------ Records for processing ------

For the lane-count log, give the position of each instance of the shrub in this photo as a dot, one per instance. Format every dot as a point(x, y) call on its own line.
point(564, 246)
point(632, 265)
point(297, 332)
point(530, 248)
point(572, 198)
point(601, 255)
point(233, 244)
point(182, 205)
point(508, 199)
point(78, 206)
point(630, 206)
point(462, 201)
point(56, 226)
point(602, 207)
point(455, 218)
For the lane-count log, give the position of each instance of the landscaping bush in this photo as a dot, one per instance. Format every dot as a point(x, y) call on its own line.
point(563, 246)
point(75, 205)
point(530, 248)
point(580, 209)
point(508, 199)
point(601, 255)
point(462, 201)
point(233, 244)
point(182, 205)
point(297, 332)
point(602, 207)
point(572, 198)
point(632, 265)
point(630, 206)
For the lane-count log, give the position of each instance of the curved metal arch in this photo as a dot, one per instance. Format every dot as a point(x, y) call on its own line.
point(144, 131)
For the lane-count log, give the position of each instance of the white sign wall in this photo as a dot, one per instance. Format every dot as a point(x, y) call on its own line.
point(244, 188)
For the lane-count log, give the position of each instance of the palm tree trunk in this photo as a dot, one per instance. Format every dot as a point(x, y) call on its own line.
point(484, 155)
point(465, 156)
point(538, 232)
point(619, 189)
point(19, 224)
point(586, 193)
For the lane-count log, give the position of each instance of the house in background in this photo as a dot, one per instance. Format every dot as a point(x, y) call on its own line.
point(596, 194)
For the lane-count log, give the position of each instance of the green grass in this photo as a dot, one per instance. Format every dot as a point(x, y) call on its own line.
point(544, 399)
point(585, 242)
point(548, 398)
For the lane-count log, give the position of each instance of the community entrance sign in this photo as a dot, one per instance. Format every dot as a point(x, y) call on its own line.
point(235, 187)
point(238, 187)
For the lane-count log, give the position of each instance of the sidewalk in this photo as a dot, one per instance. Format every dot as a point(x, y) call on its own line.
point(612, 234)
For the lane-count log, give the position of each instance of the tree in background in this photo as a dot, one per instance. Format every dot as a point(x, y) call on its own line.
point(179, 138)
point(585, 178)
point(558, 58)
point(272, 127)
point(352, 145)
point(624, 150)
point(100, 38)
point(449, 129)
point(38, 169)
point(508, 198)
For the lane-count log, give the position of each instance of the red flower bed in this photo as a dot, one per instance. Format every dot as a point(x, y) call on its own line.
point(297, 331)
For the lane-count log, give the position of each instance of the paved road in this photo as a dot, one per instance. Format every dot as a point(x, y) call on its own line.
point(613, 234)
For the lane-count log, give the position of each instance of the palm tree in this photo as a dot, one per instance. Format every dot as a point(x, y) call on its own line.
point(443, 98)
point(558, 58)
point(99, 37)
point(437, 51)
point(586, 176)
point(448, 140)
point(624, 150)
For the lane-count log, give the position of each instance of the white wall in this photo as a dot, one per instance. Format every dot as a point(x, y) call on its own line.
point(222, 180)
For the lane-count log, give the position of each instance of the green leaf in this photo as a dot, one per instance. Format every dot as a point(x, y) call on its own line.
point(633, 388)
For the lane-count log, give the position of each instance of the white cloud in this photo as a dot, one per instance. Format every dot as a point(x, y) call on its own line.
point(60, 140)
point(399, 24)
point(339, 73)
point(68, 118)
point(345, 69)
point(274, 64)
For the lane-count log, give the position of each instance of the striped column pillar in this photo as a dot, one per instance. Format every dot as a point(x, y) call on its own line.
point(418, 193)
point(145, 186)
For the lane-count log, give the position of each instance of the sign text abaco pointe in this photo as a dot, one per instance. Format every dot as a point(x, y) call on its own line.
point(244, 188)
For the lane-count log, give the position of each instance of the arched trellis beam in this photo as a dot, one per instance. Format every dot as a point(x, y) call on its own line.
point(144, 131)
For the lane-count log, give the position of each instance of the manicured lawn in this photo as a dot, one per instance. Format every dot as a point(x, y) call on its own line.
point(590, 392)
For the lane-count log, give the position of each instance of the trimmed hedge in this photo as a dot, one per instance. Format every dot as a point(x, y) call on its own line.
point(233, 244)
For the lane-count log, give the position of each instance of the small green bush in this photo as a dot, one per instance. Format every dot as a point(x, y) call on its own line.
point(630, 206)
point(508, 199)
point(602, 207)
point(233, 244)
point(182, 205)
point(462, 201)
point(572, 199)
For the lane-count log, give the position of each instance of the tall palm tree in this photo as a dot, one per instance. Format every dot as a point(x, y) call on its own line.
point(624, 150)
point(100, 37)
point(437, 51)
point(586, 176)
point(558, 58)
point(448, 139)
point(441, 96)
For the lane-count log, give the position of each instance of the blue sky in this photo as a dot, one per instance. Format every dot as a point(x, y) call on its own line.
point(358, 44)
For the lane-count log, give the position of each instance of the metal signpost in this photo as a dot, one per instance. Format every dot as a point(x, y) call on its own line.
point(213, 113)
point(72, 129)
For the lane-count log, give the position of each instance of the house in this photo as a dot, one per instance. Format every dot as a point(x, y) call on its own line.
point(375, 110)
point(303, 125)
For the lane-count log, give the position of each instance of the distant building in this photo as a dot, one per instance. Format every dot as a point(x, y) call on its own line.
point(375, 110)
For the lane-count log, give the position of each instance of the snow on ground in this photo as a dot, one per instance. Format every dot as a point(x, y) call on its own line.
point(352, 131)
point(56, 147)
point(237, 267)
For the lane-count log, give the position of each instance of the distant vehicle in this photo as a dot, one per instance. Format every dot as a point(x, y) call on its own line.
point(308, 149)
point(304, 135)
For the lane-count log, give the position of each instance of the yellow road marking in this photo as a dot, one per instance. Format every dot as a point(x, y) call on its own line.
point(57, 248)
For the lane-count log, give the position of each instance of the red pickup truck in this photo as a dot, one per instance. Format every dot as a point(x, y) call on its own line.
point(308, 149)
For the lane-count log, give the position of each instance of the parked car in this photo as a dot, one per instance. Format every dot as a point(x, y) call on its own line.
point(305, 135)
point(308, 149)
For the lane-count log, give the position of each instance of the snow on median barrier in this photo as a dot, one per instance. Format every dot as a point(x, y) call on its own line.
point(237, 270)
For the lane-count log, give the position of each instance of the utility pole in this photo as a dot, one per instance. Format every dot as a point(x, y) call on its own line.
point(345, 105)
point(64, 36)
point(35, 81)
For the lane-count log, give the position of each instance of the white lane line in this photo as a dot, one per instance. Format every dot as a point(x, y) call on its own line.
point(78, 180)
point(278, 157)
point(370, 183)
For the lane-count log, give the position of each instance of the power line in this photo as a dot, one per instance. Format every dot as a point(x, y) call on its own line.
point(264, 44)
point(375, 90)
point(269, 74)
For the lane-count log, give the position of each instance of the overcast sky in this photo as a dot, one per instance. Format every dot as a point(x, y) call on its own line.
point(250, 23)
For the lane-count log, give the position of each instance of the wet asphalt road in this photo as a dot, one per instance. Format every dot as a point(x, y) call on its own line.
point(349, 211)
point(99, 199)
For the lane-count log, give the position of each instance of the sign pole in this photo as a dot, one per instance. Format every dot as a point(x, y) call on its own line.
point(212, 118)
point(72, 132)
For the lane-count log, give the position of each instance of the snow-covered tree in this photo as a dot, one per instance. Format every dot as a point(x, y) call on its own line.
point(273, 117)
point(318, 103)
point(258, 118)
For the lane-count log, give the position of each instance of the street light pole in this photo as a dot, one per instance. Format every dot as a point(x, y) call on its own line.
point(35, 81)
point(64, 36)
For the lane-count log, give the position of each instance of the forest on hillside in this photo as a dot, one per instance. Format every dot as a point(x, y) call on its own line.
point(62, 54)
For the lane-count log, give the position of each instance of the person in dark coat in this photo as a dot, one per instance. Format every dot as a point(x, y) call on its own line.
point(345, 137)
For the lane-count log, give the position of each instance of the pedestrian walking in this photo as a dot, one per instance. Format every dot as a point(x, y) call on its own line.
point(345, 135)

------

## Instructions to follow
Return all of the rows above word for word, without changing anything.

## Problem solution
For the lane-count log, give the position of each instance of the shrub in this photo as a dot, one per instance. Format every dot as a point(x, y) call on its own line.
point(564, 246)
point(632, 265)
point(297, 332)
point(530, 248)
point(572, 198)
point(601, 255)
point(233, 244)
point(182, 205)
point(508, 199)
point(78, 206)
point(630, 206)
point(462, 201)
point(56, 226)
point(602, 207)
point(455, 218)
For the lane-count log, give the position of each instance of the landscaping bush in this photo as a dot, one per instance. Format every dot as a point(x, y) call on its own line.
point(563, 246)
point(75, 205)
point(530, 248)
point(580, 209)
point(508, 199)
point(601, 255)
point(462, 201)
point(233, 244)
point(182, 205)
point(297, 332)
point(602, 207)
point(572, 198)
point(632, 265)
point(630, 206)
For the lane-count log, give the position of each instance of the curved metal arch in this photo as a dot, one per instance. Format every dot as a point(x, y) call on its own line.
point(144, 131)
For the lane-count log, give the position of each instance of the white sign wall in this photo as a dot, one per instance. Format every dot as a point(x, y) call on its own line.
point(244, 188)
For the lane-count log, give the position of each instance of the palm tree trunk in this photo as a dot, one per instance. Format every dot as a point(x, y) call on its own line.
point(484, 155)
point(465, 156)
point(538, 232)
point(619, 189)
point(19, 224)
point(586, 193)
For the lane-count log, give the position of each instance of the house in background in this photo as a dot, one per instance. Format every dot as a point(x, y) call on its own line.
point(596, 194)
For the lane-count log, give the position of each instance of the green grass in this photo as a dot, one per instance. Format every dot as a point(x, y) call on its own line.
point(544, 399)
point(585, 242)
point(548, 398)
For the lane-count log, give the position of each instance of the community entrance sign in this photo as a dot, one per instance. Format every dot as a point(x, y) call on its own line.
point(235, 187)
point(238, 187)
For the lane-count log, give the position of each instance of the sidewalk in this photo as a dot, one per instance. Format every dot as a point(x, y) call on its own line.
point(612, 234)
For the lane-count log, give the position of each instance of the tree in background in this photo as a dot, one per instance. Format every dot as a point(x, y) call on its own line.
point(179, 138)
point(585, 178)
point(558, 58)
point(272, 127)
point(352, 145)
point(624, 150)
point(100, 38)
point(449, 129)
point(38, 169)
point(508, 198)
For the lane-count log, give the position of each instance of the red flower bed in this photo as a dot, one per instance. Format every dot as a point(x, y) call on its own line.
point(297, 331)
For the lane-count log, give the position of each instance of the paved road in this photo as a dot, one per instance. Format every dot as a point(x, y) call on its own line.
point(613, 234)
For the lane-count log, give the position of each instance of the palm tree in this photo as a dot, one per instance. Format every dot as a point(x, y) call on its own line.
point(443, 98)
point(558, 58)
point(99, 37)
point(437, 51)
point(586, 176)
point(448, 140)
point(624, 150)
For the lane-count log, give the position of each instance of the white wall in this photo as a dot, one per instance. Format every dot as a point(x, y) call on its own line.
point(222, 180)
For the lane-count log, give the position of each instance of the green leaf in this photo as a dot, one per instance. Format every dot as a point(x, y) call on its own line.
point(633, 388)
For the lane-count log, give the position of each instance of the white cloud in this photo as a dot, one per instance. Format every dot as a point(x, y) call on its own line.
point(60, 140)
point(399, 24)
point(339, 73)
point(68, 118)
point(345, 69)
point(274, 64)
For the lane-count log, give the position of each instance of the striped column pillar in this photo as a dot, one per instance. Format every dot as a point(x, y) call on its own line.
point(418, 193)
point(145, 186)
For the lane-count log, give the position of each instance of the sign text abaco pointe in this photo as a dot, one per instance. Format every dot as a point(x, y) call on its own line.
point(244, 188)
For the lane-count log, give the position of each instance of the arched trellis beam in this photo as a dot, one per instance. Format every dot as a point(x, y) call on its own line.
point(144, 131)
For the lane-count log, give the position of each instance of the manicured lawn in this photo as a dot, one per instance. Format every dot as a point(x, y) call on its own line.
point(590, 392)
For the lane-count log, give the position of each instance of the trimmed hedge in this photo as a dot, one per instance. Format every dot as a point(x, y) call on its own line.
point(233, 244)
For the lane-count log, give the position of each instance of the small green bush in this photo as a dot, one per instance. Format every dot as a point(x, y) call on its own line.
point(630, 206)
point(508, 199)
point(602, 207)
point(233, 244)
point(182, 205)
point(462, 201)
point(572, 199)
For the lane-count log, give the position of each instance of the tall palm tree in this photo as a dot, one per instance. Format every dot as a point(x, y) call on its own line.
point(624, 150)
point(100, 37)
point(437, 51)
point(586, 176)
point(558, 58)
point(448, 139)
point(441, 96)
For the lane-count log, give the position of each instance of the blue sky in this photo as a dot, one per instance. Format every dot as a point(x, y) call on its own line.
point(358, 44)
For the lane-count log, give the position of each instance of the metal signpost in this photo as a dot, one per instance. Format every dot as a point(x, y) call on its own line.
point(213, 113)
point(72, 129)
For the lane-count log, give the position of each instance of the house in this photo as a dot, one per instance. Format every dot as a point(x, y) call on its own line.
point(375, 110)
point(303, 125)
For the lane-count log, give the position of each instance of the distant building in this photo as a dot, one per instance. Format every dot as a point(x, y) call on its own line.
point(375, 110)
For the lane-count log, give the position of each instance of the snow on ground in this photo as a dot, one per instance. Format every dot as a point(x, y) call on its own line.
point(352, 131)
point(56, 147)
point(237, 267)
For the lane-count log, give the position of each instance of the distant vehicle in this photo as a dot, one per instance. Format every dot as a point(x, y) call on its own line.
point(308, 149)
point(304, 135)
For the lane-count log, give the position of each instance of the yellow road marking in this photo as a dot, one per instance. Format every dot as a point(x, y) call on its own line.
point(57, 248)
For the lane-count log, give the position of each instance of the red pickup truck in this photo as a dot, one per instance. Format every dot as a point(x, y) call on its own line.
point(308, 149)
For the lane-count log, give the position of each instance of the parked car in this photo as a dot, one per instance. Format every dot as a point(x, y) call on its own line.
point(305, 135)
point(308, 149)
For the lane-count log, give the position of each instance of the snow on median barrier in this photo as a dot, one per instance. Format every dot as a point(x, y) call on its own line.
point(237, 270)
For the lane-count log, give the position of each instance of the utility pole in this photo as a dot, one per instance. Format every dot as a point(x, y) call on its own line.
point(345, 105)
point(64, 36)
point(35, 81)
For the lane-count log, give the position of each instance of the white lane line in this photo as a dot, one per instance. Format every dot as a point(x, y) call on its own line.
point(78, 180)
point(278, 157)
point(370, 183)
For the lane-count log, give the position of each instance of the power line in this photo as a dot, one per instance. Format every dot as a point(x, y) call on its own line.
point(264, 44)
point(375, 90)
point(269, 74)
For the lane-count log, give the position of each instance of the overcast sky in this photo as a dot, one per instance. Format every dot as a point(x, y) call on its own line.
point(250, 23)
For the lane-count log, give the position of each instance of the wet asphalt road in this photo as a dot, one per instance. Format every dot as a point(x, y) call on its own line.
point(349, 211)
point(99, 199)
For the lane-count log, give the position of each instance of the sign pole in this photo as a dot, one per instance. Format every dot as a point(x, y) call on its own line.
point(212, 118)
point(72, 132)
For the lane-count log, give the position of each instance of the snow-covered tree in this photo as a dot, one per instance. Format every dot as a point(x, y) call on its own line.
point(273, 117)
point(318, 103)
point(258, 118)
For the lane-count log, give the position of each instance of the street light pole in this photo as a dot, one per instance. Format every dot as a point(x, y) call on its own line.
point(35, 81)
point(64, 36)
For the lane-count log, give the position of each instance of the forest on hillside in this photo as a dot, one per instance. Format every dot as a point(x, y) call on its own line.
point(62, 54)
For the lane-count log, give the position of each instance of the person in dark coat in this photo as a dot, one per instance. Format every dot as a point(x, y) call on its own line.
point(345, 137)
For the lane-count log, give the position of each instance of the pedestrian walking in this photo as a dot, one per instance. Format every dot as a point(x, y) call on its own line.
point(345, 135)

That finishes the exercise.